• **Conjunto de exercícios**
a) Responda com base no texto sobre Shingeki no Kyojin:
(i) Quem desenvolveu o mangá?
(ii) Qual estúdio produziu a última temporada do anime?
(iii) Que teoria o Gerativismo desejou substituir?
b) Altere, nos registros, o trecho que vai da linha que contém "of the person" até o fim dos registros, inclusive, trocando "Expected output" por "Target output". Reproduza somente essas linhas, sem nenhuma outra modificação.

• **Texto extraído**
┌──

Verdade absoluta? Anime Shingeki no kyojin e a discussão sobre pontos de vista
ALERTA DE SPOILERS DO MANGÁ E ANIME SHINGEKI NO KYOJIN
(Poster da última temporada de Shingeki no Kyojin produzida pelo estúdio Mappa)
Mangá desenvolvido por Hajime Isayama.
Muitos
desejam passar a ideia de verdade, de um mundo preto e branco, simples,
maniqueísta, dicotômico.
Enquanto
isso, há séculos é possível resgatar pensamentos e teorias de filósofos,
cientistas - principalmente Albert Einstein com sua Teoria da Relatividade - e
escritores que revelam que não é bem assim. E se lembrarmos até as perspectivas
e trabalhos desses nomes históricos são diferentes mesmo que sejam sobre os
mesmos fatos ou objetos. Podemos tirar exemplos dentro da própria área
Linguística: o Gerativismo que desejou substituir o Estruturalismo e as teorias
funcionalistas que viram brechas deixadas pelas anteriores que não visavam o
estudo do uso da língua, em outras palavras, como o usuário usa o sistema
linguístico na sua vida cotidiana. O que se percebe é que as teorias surgem
para suplantar, criticar, seja porque divergem, desejam cobrir uma lacuna ou
melhorar a anterior, entre outros motivos.
(Sim, soldados usam espécies de espadas e outro equipamento para se locomover e matar titãs).

└──

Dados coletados
┌──

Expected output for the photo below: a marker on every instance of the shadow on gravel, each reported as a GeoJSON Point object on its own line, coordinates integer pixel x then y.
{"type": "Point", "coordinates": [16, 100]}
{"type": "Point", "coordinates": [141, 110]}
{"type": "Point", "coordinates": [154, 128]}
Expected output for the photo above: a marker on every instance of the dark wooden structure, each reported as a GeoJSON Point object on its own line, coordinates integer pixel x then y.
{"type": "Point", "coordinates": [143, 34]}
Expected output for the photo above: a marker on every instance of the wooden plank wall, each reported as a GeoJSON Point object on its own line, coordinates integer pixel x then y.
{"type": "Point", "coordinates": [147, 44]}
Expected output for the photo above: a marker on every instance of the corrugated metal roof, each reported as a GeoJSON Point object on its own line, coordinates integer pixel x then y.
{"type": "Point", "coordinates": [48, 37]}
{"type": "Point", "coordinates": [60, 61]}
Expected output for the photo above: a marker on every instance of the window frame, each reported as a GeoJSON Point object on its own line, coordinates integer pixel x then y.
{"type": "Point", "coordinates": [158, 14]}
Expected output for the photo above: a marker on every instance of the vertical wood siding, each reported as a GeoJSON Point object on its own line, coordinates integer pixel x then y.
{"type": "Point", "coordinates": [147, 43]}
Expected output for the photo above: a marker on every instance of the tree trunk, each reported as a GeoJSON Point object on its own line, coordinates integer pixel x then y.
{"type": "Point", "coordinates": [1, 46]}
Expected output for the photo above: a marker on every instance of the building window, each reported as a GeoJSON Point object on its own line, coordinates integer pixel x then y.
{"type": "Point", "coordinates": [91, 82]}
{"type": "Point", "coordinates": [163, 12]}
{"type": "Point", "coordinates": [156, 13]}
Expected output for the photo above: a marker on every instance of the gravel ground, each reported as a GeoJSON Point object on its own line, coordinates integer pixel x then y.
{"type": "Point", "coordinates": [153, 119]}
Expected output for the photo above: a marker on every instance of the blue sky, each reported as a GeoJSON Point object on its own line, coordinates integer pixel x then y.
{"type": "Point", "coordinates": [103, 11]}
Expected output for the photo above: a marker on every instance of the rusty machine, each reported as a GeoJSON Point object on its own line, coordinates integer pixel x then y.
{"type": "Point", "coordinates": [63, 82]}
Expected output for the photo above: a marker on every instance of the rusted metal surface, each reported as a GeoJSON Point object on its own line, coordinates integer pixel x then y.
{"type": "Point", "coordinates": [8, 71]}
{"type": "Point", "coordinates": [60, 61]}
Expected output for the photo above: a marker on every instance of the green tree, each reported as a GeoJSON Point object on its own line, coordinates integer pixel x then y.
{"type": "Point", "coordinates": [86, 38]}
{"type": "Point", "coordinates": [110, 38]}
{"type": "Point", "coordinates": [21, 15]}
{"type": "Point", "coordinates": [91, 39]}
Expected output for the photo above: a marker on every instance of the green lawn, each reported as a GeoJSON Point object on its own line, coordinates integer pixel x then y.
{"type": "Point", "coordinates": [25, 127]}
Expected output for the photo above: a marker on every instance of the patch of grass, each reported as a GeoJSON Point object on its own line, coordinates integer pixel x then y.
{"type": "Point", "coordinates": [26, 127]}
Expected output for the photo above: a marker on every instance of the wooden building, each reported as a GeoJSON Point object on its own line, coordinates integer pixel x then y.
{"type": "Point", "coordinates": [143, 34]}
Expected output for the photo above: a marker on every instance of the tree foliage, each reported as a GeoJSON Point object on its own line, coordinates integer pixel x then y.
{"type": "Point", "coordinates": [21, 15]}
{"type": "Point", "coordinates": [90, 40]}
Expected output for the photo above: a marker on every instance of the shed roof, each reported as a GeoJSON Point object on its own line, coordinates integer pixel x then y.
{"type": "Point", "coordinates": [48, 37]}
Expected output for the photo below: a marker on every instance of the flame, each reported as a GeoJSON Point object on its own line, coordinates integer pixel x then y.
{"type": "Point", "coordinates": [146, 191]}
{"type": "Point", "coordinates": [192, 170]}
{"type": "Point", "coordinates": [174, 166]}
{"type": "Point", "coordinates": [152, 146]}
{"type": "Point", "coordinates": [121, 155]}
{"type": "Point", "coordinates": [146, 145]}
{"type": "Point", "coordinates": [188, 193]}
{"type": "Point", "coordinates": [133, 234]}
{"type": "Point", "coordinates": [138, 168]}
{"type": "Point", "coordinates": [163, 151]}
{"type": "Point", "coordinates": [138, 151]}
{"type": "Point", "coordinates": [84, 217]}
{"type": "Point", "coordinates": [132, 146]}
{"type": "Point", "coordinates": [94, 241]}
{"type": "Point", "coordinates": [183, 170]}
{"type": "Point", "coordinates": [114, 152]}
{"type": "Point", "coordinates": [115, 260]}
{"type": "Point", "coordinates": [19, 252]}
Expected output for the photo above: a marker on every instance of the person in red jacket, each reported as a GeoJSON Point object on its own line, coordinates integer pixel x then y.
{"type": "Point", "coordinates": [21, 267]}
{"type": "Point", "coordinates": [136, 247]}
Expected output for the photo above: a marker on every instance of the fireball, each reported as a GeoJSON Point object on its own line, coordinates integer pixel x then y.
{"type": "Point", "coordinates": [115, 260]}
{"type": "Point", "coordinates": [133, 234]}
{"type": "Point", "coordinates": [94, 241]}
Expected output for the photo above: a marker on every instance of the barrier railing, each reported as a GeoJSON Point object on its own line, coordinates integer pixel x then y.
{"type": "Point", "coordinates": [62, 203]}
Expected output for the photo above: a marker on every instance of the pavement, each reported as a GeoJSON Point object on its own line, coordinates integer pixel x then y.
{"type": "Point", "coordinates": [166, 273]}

└──

• **Respostas em ordem**
a)
(i) Hajime Isayama.
(ii) O estúdio Mappa.
(iii) O Estruturalismo.

b)
Target output for the photo above: a marker on every instance of the person in red jacket, each reported as a GeoJSON Point object on its own line, coordinates integer pixel x then y.
{"type": "Point", "coordinates": [21, 267]}
{"type": "Point", "coordinates": [136, 247]}
Target output for the photo above: a marker on every instance of the fireball, each reported as a GeoJSON Point object on its own line, coordinates integer pixel x then y.
{"type": "Point", "coordinates": [115, 260]}
{"type": "Point", "coordinates": [133, 234]}
{"type": "Point", "coordinates": [94, 241]}
Target output for the photo above: a marker on every instance of the barrier railing, each reported as a GeoJSON Point object on its own line, coordinates integer pixel x then y.
{"type": "Point", "coordinates": [62, 203]}
Target output for the photo above: a marker on every instance of the pavement, each reported as a GeoJSON Point object on its own line, coordinates integer pixel x then y.
{"type": "Point", "coordinates": [166, 273]}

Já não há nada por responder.